▸ Task brief
The required result is the exact run of lines beginning at the one containing "Teacher note: indicate the sleeping bag" and ending at the last line of the entries.

▸ Records for this exercise
____

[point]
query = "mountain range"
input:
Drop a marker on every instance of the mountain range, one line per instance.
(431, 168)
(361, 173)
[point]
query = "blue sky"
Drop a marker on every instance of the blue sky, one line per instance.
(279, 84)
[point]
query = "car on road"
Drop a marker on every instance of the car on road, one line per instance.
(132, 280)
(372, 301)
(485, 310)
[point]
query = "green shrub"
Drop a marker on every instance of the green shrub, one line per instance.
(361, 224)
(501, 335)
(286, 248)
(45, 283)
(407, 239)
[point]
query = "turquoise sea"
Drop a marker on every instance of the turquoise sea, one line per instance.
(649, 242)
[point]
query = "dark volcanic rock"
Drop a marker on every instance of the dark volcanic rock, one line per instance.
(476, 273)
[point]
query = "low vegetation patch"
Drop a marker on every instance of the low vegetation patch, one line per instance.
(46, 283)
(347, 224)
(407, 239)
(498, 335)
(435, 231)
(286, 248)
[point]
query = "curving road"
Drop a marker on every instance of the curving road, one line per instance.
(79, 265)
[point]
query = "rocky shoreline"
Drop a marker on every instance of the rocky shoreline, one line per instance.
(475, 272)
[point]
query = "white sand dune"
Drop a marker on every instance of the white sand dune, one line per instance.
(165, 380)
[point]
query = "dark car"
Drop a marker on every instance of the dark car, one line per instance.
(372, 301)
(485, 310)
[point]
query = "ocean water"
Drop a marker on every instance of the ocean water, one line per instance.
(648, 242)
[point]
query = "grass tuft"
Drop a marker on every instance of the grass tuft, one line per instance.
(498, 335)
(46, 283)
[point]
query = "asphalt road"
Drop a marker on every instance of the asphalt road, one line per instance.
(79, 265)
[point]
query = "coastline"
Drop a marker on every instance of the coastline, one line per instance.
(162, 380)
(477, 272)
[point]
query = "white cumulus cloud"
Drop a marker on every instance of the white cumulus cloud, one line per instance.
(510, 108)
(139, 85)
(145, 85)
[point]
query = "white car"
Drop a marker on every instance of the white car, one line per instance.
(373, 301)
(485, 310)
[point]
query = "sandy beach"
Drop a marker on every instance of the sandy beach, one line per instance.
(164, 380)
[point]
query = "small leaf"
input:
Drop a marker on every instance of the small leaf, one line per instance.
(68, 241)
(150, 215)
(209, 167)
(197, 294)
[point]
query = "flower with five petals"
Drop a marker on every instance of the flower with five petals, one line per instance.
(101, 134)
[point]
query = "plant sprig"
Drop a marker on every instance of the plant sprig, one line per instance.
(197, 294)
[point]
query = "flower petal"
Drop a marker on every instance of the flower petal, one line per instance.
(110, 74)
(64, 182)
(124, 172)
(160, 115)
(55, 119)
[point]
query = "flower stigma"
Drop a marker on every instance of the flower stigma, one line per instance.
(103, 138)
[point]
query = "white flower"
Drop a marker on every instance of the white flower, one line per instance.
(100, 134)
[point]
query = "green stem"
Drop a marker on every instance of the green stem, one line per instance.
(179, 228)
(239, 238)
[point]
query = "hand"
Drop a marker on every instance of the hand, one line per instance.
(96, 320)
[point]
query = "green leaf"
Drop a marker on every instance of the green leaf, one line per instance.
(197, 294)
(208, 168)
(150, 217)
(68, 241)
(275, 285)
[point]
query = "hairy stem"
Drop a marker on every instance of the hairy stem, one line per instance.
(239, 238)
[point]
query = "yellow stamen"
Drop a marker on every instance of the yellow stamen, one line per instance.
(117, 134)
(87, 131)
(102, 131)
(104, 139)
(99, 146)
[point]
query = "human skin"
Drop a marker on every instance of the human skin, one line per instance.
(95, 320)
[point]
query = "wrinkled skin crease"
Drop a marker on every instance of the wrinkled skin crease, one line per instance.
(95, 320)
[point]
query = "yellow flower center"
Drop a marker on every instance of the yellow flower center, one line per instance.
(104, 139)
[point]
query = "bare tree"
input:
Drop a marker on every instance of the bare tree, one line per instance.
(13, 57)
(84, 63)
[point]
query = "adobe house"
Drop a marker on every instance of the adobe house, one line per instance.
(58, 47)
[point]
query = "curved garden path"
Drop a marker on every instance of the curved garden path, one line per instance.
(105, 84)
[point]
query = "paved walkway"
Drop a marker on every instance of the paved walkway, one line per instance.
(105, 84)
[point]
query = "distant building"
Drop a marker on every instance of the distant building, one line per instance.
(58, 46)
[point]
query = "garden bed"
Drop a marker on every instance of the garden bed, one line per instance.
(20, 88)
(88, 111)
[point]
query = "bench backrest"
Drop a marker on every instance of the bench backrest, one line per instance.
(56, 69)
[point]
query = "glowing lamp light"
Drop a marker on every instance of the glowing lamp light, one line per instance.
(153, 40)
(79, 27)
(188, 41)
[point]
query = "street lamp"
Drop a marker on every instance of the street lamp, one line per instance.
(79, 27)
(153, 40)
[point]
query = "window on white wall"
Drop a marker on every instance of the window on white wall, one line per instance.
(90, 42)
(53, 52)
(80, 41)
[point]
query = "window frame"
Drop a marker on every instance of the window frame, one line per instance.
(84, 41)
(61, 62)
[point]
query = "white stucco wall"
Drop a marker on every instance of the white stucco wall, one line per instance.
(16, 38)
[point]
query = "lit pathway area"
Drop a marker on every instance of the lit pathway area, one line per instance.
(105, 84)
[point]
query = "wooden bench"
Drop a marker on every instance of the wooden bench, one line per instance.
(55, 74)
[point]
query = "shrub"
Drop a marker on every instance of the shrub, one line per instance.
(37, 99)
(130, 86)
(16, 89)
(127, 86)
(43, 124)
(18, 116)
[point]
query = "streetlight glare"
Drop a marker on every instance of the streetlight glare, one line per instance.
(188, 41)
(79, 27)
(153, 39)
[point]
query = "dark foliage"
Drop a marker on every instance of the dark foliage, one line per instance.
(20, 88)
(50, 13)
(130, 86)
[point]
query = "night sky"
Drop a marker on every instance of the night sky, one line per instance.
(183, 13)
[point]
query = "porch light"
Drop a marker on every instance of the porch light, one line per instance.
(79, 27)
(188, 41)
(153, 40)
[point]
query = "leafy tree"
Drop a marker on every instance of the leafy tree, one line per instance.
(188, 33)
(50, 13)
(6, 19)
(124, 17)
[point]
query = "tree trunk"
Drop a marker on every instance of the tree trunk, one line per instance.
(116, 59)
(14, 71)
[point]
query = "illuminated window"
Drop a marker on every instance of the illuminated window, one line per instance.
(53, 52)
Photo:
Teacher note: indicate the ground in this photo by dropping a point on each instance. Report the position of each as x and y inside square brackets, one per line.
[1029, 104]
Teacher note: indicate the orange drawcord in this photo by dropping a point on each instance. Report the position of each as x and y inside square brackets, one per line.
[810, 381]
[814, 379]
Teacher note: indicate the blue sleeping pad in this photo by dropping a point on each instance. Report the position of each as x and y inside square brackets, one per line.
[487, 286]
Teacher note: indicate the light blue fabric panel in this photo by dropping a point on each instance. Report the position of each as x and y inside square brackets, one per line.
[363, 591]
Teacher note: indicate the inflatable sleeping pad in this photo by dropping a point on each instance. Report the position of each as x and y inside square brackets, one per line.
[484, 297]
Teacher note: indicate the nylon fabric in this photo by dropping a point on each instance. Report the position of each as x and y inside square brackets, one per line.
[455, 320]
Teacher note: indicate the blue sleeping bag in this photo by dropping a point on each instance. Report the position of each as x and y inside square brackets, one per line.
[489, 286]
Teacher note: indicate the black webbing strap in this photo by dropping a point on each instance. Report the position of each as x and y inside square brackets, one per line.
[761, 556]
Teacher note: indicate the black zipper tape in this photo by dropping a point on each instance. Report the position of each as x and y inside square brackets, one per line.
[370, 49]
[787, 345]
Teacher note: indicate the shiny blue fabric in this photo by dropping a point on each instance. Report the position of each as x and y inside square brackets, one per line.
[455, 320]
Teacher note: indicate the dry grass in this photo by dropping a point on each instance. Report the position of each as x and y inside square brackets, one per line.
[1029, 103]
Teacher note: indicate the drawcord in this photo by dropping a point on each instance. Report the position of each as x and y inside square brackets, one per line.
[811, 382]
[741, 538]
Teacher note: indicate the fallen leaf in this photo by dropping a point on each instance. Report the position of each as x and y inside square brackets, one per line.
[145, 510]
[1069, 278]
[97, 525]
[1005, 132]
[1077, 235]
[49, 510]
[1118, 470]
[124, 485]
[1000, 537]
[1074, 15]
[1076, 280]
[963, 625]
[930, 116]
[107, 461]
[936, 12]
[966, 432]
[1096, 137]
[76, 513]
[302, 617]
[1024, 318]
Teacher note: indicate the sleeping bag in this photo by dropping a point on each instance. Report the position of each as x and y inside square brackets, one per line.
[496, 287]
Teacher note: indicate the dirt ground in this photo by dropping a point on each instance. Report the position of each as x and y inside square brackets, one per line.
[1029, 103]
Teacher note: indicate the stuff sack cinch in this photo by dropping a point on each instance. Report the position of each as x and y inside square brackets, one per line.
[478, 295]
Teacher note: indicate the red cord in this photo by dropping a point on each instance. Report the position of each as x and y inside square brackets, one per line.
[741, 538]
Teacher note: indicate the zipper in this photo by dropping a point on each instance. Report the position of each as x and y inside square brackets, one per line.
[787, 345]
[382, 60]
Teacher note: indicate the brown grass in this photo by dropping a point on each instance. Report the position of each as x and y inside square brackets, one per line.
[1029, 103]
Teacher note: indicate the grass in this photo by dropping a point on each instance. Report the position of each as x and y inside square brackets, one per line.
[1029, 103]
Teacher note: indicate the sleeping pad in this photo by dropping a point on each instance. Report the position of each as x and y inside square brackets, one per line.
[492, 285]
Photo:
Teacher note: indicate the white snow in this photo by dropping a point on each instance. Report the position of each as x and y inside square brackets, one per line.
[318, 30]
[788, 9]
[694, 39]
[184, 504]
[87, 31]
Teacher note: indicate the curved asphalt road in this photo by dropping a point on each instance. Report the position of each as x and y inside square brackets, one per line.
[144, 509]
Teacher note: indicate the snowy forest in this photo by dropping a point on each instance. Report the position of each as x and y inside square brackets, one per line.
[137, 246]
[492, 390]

____

▸ Response
Teacher note: indicate the sleeping bag in this photo by dropping a point on each instance. Report the position of each as x and y inside square brackets, one per line.
[496, 287]
Teacher note: indicate the dirt ground in this photo by dropping a point on each instance. Report the position of each as x and y inside square brackets, one per line.
[1029, 103]
Teacher note: indicate the stuff sack cinch in this photo by dropping a point on each instance. Report the position of each as x and y inside square brackets, one per line.
[478, 295]
Teacher note: indicate the red cord in this photo by dropping a point on each instance. Report the position of each as x and y inside square brackets, one per line.
[741, 538]
Teacher note: indicate the zipper in this photo by dropping a point on each instance. Report the position of each as x and y inside square brackets, one per line.
[787, 345]
[382, 60]
Teacher note: indicate the brown grass in this photo by dropping a point on each instance. Report the position of each as x and y inside square brackets, one per line.
[1029, 103]
Teacher note: indicate the grass in this photo by dropping a point on each instance. Report the position of each as x and y inside square brackets, one per line.
[1029, 103]
Teacher note: indicate the sleeping pad in this photo by dropping a point on each instance. Report the position of each as x and y inside square brackets, one per line.
[492, 285]
Photo:
Teacher note: indicate the white snow in this photo by dropping a point on each instance. Report the position of each as x and y inside square brackets, one per line.
[318, 30]
[788, 9]
[694, 39]
[184, 504]
[87, 31]
Teacher note: indicate the curved asphalt road in this photo by dropping a point on each instance. Report the position of each as x and y inside square brackets, one per line.
[144, 509]
Teacher note: indicate the snowy forest in this photo by dropping a point on each instance. Report the position of each as x and y inside square brackets, one per line.
[137, 246]
[492, 390]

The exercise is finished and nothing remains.